----- Supplied material

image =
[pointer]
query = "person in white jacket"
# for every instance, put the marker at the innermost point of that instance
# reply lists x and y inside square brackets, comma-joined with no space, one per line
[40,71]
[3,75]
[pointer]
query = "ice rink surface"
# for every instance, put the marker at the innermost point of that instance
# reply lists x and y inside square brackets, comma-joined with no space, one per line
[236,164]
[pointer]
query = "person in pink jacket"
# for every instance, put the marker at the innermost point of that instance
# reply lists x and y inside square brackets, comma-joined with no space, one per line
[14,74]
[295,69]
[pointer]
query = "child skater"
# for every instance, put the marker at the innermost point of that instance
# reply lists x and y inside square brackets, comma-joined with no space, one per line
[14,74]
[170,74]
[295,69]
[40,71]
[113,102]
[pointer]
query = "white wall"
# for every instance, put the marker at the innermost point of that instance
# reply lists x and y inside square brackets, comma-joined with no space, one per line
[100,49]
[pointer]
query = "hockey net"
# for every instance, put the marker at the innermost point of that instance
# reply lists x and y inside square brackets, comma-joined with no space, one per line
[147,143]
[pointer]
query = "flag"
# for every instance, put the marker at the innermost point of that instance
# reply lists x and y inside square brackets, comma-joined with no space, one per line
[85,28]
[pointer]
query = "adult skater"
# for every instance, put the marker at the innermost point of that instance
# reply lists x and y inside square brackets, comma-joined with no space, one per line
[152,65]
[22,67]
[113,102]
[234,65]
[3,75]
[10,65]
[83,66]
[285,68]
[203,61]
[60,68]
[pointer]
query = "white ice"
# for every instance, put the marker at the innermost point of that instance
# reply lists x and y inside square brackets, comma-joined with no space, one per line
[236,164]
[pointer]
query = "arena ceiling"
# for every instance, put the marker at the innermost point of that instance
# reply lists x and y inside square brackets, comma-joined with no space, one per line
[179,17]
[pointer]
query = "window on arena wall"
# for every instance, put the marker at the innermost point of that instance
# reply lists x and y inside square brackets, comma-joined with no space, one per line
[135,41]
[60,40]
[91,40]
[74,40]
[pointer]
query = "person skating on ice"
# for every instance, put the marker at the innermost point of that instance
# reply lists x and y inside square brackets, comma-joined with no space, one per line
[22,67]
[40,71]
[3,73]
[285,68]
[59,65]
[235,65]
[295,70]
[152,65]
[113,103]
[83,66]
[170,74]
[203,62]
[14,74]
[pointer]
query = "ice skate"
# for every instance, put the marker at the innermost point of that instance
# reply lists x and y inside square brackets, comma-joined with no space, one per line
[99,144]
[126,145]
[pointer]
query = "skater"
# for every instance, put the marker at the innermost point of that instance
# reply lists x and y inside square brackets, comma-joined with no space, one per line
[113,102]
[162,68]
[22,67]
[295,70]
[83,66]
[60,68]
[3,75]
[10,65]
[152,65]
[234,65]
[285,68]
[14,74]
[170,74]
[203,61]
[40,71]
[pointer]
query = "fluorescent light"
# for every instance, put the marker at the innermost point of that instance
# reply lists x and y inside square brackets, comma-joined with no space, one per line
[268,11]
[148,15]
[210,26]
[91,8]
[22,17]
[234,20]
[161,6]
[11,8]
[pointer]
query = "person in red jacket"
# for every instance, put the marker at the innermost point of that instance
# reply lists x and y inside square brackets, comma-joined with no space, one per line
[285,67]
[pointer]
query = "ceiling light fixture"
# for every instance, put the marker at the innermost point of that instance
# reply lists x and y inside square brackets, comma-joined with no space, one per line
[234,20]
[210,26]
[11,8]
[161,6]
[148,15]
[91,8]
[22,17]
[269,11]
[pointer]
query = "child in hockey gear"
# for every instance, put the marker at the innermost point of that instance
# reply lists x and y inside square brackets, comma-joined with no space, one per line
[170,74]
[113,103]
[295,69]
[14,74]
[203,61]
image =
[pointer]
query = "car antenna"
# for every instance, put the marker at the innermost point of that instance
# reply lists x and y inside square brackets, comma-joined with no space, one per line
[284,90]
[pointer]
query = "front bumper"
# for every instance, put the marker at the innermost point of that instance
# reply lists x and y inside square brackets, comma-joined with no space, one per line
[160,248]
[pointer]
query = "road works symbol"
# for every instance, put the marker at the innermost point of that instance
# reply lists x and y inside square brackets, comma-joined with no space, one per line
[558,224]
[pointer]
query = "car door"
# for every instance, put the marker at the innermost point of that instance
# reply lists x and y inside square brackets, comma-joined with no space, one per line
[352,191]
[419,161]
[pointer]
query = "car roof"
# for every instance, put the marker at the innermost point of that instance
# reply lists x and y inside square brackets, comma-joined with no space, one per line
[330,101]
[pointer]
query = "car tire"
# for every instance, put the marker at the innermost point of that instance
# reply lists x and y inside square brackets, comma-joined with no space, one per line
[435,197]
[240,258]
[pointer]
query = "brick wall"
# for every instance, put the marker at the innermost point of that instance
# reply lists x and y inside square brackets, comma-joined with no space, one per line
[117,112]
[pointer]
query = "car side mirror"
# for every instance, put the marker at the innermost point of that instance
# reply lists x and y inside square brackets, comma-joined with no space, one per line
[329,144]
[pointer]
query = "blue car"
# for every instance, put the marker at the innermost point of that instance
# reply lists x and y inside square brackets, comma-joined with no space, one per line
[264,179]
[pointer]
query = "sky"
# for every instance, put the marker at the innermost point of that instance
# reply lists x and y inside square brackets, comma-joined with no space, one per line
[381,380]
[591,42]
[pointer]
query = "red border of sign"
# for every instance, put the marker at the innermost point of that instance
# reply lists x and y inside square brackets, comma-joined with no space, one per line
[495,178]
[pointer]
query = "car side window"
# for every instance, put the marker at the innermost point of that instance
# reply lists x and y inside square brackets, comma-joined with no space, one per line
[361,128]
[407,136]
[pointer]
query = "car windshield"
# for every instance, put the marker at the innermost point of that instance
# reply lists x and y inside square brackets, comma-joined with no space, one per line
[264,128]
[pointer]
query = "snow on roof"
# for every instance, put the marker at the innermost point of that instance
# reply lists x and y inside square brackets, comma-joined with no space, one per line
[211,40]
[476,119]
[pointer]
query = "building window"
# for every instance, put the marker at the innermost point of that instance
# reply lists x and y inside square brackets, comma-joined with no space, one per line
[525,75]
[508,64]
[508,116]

----------

**Required action:** Find the word "hockey" in the records and pull out each line that has it.

**Task output:**
query = "hockey net"
query = "child in hockey gear"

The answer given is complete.